Siamo insegnanti di tutti gli ordini di scuole - dalla scuola per l’infanzia all’università - e lavoriamo per un'educazione linguistica democratica, per il diritto al possesso pieno della lingua come strumento di partecipazione effettiva alla vita democratica.
Il nostro impegno si svolge prevalentemente nella scuola ma siamo consapevoli del legame inscindibile fra la scuola e il contesto culturale e sociale in cui questa agisce. Perciò osserviamo con grave preoccupazione gli episodi di xenofobia e di razzismo che si sono manifestati in diverse regioni d’Italia e di cui vittime privilegiate sono gli stranieri poveri e - capro espiatorio per eccellenza – rom e sinti, rumeni o italiani non fa differenza.
Tale deriva razzista, che si è manifestata nel nord come nel sud d’Italia, non trova nelle istituzioni dello Stato i necessari anticorpi e le necessarie iniziative (culturali e sociali) di contrasto. Osserviamo invece che le affermazioni di alcuni autorevoli esponenti istituzionali e il cosiddetto pacchetto sicurezza, approvato recentemente dal governo, alimentano il sospetto e il rifiuto verso gli stranieri poveri, che vedono misconosciuti i loro diritti e che rischiano di diventare criminali per il solo fatto di essere entrati clandestinamente in Italia, nel tentativo di sfuggire alla miseria o alle persecuzioni.
Quanto ai rom, ancora prima dell’ultimo decreto che li riguarda, i loro diritti più elementari sono stati violati, ad esempio nel 2007 a Roma (quando un omicidio isolato è stato occasione per la distruzione del campo con le ruspe, con decreto del sindaco) e nel 2008 a Milano ( quando gli zingari, dopo lo sgombero della Bovisacca, sono stati inseguiti e dispersi).
Senza attenzione alcuna ai loro diritti di cittadini europei e senza tutela da parte delle istituzioni. Ma anche in altre città non è molto diverso. Ce lo confermano gli episodi terribili di Ponticelli, a Napoli, dove l’iniziativa della distruzione del campo si deve ad alcuni gruppi di cittadini Il nostro impegno per un’educazione linguistica democratica ci chiede anche un impegno per un’effettiva educazione alla cittadinanza.

==================================================

■ Richiesta scritta
Riprendi il testo sull'educazione linguistica democratica e proseguilo dopo la sua ultima frase. L'elenco che segue è materiale a parte, distinto dal testo sull'educazione linguistica democratica.

==================================================

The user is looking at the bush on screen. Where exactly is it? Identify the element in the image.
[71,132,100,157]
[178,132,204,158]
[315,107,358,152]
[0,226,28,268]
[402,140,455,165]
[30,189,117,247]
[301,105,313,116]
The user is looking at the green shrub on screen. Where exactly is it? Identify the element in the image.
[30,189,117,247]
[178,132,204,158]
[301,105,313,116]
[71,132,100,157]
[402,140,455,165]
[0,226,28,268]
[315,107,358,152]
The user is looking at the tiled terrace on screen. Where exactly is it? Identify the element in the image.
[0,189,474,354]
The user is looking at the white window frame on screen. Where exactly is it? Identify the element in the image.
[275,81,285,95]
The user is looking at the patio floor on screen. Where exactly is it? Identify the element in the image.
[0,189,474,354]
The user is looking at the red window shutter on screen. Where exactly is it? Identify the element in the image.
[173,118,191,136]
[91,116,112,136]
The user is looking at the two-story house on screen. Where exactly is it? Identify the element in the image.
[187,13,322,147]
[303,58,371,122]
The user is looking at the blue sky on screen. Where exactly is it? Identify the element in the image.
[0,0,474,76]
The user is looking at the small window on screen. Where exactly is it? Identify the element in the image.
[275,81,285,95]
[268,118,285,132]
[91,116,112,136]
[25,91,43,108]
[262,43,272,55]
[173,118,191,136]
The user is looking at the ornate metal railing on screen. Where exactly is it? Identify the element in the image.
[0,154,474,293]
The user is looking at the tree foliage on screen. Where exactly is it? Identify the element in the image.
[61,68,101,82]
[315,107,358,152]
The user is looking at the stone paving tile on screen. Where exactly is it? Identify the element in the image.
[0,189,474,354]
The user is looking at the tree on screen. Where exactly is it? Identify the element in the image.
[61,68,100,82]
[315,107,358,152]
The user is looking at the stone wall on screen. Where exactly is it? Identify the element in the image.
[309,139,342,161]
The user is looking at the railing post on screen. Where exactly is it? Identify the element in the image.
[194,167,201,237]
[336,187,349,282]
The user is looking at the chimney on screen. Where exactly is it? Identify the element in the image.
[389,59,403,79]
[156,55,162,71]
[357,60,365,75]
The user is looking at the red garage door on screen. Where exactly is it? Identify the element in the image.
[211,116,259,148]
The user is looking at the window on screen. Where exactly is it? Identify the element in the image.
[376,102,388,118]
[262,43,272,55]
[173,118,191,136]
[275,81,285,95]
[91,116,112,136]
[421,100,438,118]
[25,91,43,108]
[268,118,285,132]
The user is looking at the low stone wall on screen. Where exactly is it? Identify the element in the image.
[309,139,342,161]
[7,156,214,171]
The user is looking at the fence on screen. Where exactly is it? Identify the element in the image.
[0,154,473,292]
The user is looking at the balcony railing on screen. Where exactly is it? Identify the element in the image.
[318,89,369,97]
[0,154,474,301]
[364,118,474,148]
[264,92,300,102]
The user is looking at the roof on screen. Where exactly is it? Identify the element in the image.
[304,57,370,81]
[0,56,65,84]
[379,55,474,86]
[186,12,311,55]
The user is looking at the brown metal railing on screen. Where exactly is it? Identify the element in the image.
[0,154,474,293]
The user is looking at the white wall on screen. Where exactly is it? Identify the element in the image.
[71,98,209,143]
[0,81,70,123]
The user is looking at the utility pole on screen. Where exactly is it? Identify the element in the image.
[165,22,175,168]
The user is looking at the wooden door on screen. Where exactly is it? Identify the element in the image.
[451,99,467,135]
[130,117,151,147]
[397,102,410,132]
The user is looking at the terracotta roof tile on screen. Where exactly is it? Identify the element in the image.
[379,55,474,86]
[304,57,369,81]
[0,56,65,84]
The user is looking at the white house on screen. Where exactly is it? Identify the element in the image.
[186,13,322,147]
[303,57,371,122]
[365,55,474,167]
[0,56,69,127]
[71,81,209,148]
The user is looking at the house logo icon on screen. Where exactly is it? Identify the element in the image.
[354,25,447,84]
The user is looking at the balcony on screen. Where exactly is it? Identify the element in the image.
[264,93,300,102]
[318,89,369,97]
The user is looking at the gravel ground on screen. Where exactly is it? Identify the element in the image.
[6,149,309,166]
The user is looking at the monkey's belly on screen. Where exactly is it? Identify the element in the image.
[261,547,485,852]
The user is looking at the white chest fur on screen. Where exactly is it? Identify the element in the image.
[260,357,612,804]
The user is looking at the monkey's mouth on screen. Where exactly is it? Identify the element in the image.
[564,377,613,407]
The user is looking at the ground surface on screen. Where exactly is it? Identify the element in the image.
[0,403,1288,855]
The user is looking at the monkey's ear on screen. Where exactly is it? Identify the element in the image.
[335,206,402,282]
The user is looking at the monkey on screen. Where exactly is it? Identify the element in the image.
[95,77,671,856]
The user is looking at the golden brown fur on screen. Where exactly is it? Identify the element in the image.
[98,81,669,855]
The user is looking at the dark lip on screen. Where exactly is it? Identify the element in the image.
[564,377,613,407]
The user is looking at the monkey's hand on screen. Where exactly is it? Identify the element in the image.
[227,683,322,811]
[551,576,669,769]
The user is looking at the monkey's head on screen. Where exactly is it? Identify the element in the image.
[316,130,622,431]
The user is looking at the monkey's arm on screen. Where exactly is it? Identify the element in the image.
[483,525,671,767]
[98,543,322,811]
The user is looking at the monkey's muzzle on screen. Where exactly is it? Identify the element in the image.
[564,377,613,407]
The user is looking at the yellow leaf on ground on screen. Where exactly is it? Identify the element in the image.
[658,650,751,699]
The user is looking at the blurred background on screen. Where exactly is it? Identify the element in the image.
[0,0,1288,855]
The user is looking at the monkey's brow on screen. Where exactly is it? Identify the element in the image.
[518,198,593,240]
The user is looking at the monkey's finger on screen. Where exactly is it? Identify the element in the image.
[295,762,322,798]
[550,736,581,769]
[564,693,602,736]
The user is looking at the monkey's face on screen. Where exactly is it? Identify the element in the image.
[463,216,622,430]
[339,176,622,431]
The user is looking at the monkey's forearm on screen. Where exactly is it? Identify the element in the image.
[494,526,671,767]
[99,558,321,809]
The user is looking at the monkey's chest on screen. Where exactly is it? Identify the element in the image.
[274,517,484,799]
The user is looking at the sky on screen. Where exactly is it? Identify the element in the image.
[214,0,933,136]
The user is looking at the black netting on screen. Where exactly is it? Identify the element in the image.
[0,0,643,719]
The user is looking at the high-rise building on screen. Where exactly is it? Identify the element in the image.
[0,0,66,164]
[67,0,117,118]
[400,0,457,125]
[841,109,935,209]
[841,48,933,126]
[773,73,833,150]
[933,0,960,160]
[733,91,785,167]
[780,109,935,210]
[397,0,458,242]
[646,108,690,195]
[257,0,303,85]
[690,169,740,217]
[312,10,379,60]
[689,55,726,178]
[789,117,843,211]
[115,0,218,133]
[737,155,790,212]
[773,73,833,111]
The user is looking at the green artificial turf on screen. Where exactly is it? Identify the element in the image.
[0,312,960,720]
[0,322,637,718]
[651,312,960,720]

==================================================

■ Risposta scritta
Per questo vogliamo innanzi tutto denunciare la deriva razzista verso cui sembriamo incamminarci (come chiamare altrimenti il coinvolgimento di un’intera etnia nelle responsabilità di un singolo? Come valutare la sospensione dei diritti che i cittadini rumeni hanno acquisito come cittadini europei? Come non preoccuparsi dell’opposizione di alcune fasce di cittadini al progetto del comune di Venezia, che mira a offrire condizioni di vita decenti ai sinti, che sono fra l’altro cittadini italiani?).
Facciamo appello alle istituzioni (e innanzi tutto alle autorità scolastiche) perché si facciano carico di un problema così grave; la scuola, pur nei suoi limiti, offre, grazie alla sensibilità dei suoi operatori e delle sue operatrici, alcuni esempi eccellenti di inclusione: è necessario diffonderli e potenziarli, generalizzandoli.
Ma è necessario soprattutto che, come docenti direttamente impegnati nella crescita culturale delle nuove generazioni, assumiamo come nostro un problema che la storia dovrebbe averci insegnato a non sottovalutare: come ci ricorda anche l’insigne studioso Lorenzo Renzi, “la Germania nazista, nel 1933, ha privato gli zingari di tutti i diritti, li ha avviati ai forni crematori, dove ne sono scomparsi, pare, cinquecentomila”. Non possiamo rimanere in silenzio.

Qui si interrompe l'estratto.